» **Selected passage**
- Opening Delimiter -

Visual category stimuli.

To control for visual stimulation per se, we compared responses during our numerosity experiment with responses during an experiment in which grayscale, band-pass filtered (3 cycles per degree) images of faces, individual letters, or houses were presented on a mean luminance grey background. These stimuli were presented as part of a separate study that included a large variety of band-pass filtered pattern stimuli similar to those used in Kay and colleagues [33]. Each image measured 330 x 330 pixels and was presented in the centre of the screen with a small fixation cross overlaid; participants were instructed to fixate on the cross and press a button on a response pad every time the cross changed colour (from green to red or red to green). Fixation cross colour changes were created independently from the stimulus sequence and occurred at randomly chosen intervals ranging between 1000 and 5000 ms. Each presentation lasted 500 ms, with a variable ISI lasting 1250–1750 ms during which only the mean luminance grey screen and fixation cross were presented. The total number of presentations per run was 36 (twelve per stimulus category), with a total average run time of 52.9 s per run. There were two runs that each contained unique stimuli and uniquely randomized stimulus orders and ISIs, which were then held constant across participants and repeated within some participants (see below).

Data acquisition

Data were acquired using a 128-channel recording system (Micromed, Treviso, Italy) with a 2048 Hz sampling rate and band-pass filtered between 0.15–536 Hz. Electrodes were localized using an MRI-co-registered computed tomography (CT) scan and projected to the cortical surface of each participant [34]. We collected one sequential-order numerosity and six visual category runs for participant 1. For participant 2, we collected six randomized-order numerosity runs, one sequential-order numerosity run, and six visual category runs. The sequential-order numerosity run did not yield any significant results, so all presented results for this participant are based on the randomized-order runs. For participant 3, we collected one sequential-order numerosity run, two randomized-order numerosity runs, and two visual category runs. The randomized-order runs showed similar results to the sequential-order run. All presented results are based on the sequential-order run, as this matches the stimulus configuration for participant 1. The number of runs collected per patient per experiment depended on the condition and availability of the patient.

Note that due to issues with trigger timing for numerosity recordings of participant 1, any time-related measurements should only be compared to electrodes within that same participant. The trigger timing was shifted by an unknown, but fixed delay of approximately 100 ms. Timepoint zero for participant 1 in the figures thus does not exactly coincide with stimulus onset, but represents a moment after stimulus onset that is the same for all epochs and electrodes. This is also the reason that averaging windows and baseline referencing for numerosity data from participant 1 deviate from participants 2 and 3.

- Closing Delimiter -

» **Data listing**

- Opening Delimiter -

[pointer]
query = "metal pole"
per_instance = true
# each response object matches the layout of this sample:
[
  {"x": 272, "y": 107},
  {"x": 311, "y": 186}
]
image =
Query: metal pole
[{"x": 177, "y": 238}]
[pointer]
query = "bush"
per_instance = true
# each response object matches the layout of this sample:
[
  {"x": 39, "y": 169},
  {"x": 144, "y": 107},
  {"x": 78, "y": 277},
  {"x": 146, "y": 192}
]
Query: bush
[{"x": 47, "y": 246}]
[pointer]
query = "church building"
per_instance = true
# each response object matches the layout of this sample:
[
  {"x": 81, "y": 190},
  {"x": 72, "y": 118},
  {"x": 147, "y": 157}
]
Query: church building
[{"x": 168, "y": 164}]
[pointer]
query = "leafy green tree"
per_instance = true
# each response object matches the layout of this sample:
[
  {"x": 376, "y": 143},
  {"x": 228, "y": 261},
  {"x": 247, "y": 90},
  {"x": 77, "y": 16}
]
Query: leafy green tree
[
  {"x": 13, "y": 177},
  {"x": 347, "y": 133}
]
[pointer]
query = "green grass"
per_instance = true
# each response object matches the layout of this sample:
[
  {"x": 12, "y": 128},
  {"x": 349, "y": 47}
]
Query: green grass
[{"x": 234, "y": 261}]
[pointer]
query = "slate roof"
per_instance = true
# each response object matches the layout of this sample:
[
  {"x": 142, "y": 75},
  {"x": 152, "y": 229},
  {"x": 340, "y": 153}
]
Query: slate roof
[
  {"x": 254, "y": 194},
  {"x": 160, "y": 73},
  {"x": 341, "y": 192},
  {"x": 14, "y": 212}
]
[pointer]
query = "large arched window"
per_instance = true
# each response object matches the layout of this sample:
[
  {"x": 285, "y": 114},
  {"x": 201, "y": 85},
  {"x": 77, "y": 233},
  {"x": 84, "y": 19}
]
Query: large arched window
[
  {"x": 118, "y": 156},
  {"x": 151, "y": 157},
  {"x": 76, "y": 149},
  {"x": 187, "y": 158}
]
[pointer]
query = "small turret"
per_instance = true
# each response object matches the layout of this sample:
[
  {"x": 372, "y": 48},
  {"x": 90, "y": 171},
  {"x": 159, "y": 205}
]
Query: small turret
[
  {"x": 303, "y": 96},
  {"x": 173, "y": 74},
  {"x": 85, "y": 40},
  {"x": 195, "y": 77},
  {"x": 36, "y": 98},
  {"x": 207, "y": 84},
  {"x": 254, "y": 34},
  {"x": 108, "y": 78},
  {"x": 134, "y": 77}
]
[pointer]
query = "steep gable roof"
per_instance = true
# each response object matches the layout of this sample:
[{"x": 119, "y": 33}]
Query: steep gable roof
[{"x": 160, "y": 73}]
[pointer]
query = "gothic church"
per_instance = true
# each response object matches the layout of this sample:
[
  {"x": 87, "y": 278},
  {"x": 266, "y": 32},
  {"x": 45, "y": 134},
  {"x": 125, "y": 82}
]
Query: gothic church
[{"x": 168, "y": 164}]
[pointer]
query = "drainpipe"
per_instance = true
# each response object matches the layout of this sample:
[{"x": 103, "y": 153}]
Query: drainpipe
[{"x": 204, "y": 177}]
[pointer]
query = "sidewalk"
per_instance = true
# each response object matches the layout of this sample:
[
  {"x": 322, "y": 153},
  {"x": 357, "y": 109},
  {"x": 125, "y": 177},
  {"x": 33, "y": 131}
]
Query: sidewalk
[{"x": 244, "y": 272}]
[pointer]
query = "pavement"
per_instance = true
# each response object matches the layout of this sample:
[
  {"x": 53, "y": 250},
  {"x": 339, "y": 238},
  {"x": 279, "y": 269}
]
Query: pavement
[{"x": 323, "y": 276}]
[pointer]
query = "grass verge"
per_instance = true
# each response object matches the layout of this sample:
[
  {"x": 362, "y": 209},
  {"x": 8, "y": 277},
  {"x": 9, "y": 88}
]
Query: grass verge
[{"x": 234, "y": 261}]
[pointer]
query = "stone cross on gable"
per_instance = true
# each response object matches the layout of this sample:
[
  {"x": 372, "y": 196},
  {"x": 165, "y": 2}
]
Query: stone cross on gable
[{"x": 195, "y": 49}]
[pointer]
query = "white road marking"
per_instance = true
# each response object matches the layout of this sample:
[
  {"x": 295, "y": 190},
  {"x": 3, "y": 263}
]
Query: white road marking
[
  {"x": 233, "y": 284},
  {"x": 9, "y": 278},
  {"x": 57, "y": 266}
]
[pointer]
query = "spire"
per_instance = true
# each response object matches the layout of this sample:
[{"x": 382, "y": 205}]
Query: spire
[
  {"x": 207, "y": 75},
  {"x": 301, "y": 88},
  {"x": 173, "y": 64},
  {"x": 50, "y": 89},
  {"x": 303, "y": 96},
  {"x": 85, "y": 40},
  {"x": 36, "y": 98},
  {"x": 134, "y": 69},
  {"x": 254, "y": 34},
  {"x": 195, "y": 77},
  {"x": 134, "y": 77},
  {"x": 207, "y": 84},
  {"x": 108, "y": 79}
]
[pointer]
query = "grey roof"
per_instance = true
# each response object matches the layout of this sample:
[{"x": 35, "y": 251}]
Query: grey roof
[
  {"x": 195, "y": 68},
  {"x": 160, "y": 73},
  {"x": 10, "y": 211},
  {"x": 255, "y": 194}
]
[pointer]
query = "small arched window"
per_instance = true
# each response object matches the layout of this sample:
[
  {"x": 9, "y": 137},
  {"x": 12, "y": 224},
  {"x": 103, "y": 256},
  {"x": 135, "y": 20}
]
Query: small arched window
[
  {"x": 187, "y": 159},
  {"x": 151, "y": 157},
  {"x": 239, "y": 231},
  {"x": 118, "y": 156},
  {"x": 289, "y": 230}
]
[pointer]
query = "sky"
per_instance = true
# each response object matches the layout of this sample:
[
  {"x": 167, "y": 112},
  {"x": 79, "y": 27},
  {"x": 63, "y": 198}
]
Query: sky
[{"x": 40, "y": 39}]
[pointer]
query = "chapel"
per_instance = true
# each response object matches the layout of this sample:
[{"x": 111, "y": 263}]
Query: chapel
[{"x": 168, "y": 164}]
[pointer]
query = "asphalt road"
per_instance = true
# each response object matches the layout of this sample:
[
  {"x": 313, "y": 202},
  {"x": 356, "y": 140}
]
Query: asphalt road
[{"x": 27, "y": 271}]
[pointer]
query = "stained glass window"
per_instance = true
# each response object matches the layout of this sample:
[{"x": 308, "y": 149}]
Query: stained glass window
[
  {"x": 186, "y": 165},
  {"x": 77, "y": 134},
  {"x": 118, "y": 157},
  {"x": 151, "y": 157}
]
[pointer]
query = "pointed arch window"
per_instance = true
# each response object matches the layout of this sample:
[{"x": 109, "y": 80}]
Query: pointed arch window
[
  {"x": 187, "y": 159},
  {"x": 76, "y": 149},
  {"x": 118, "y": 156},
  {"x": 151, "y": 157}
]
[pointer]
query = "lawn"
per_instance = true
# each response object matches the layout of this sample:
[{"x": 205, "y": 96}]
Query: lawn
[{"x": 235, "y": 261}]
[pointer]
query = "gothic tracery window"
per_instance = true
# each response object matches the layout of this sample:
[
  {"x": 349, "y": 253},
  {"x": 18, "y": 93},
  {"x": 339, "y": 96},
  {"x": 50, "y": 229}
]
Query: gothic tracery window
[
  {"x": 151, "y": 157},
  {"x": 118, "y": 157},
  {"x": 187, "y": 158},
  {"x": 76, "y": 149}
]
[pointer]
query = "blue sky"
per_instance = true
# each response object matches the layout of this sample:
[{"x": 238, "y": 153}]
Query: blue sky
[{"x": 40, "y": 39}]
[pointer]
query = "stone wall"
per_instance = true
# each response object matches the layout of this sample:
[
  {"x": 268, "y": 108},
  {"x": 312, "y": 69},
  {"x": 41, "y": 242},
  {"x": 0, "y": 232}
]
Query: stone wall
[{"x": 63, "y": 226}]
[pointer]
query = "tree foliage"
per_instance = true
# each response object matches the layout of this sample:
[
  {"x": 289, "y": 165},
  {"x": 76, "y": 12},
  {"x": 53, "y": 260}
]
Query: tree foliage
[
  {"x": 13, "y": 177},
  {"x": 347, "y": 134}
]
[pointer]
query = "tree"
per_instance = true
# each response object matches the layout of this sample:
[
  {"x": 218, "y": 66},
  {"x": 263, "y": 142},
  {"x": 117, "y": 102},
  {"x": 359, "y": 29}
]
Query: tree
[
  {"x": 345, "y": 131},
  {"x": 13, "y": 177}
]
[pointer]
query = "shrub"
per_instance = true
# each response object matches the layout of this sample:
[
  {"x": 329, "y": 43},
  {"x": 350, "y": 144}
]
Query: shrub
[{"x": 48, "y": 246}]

- Closing Delimiter -

» **Your tasks**
1: Which categories of images does the passage on stimuli and data acquisition say were presented as visual category stimuli?
2: Quote everything in the passage on stimuli and data acquisition from "Note that due" down to "participants 2 and 3.".
3: Continue the passage on stimuli and data acquisition from the point where it stops.

» **Results of the exercise**
1: Faces, individual letters, and houses.

2:
Note that due to issues with trigger timing for numerosity recordings of participant 1, any time-related measurements should only be compared to electrodes within that same participant. The trigger timing was shifted by an unknown, but fixed delay of approximately 100 ms. Timepoint zero for participant 1 in the figures thus does not exactly coincide with stimulus onset, but represents a moment after stimulus onset that is the same for all epochs and electrodes. This is also the reason that averaging windows and baseline referencing for numerosity data from participant 1 deviate from participants 2 and 3.

3:
Data preprocessing

All data processing was performed using MATLAB (2018a, Mathworks, MA, USA) and the Fieldtrip toolbox [35]. Electrode signals were inspected by a clinical professional and excluded from the analysis if they showed major recording artifacts or excessive epileptic activity. Electrodes included in the analysis were not located over the clinically defined seizure focus. Electrodes on the parietal (participant 1 and 2), temporal (all participants), and occipital lobes (participant 1 and 3) were selected for analysis. For participant 2, one additional parietal electrode terminal was excluded from the analysis due to poor signal quality as a result of being located outside gray or white matter (electrode MPL1; S1 Fig). For participant 3, three additional electrodes were excluded from further analysis due to poor signal quality (electrodes Oc9, Oc12 and Oc18; S1 Fig). A total of 48 implanted electrodes were included for participant 1, and 53 electrodes for participant 3, based on cortical location and signal quality (see above; S1 Fig). A total of 21 electrode sites (terminals) on two S-EEG needles (one in the parietal and one in the occipito-temporal lobe) were selected for participant 2 (see above; S1 Fig). All time course data of each participant were first notch-filtered at 50 Hz and 2 octaves (100 and 150 Hz, filter width of 3 Hz) to remove line noise and subsequently re-referenced to the common average of all included electrodes.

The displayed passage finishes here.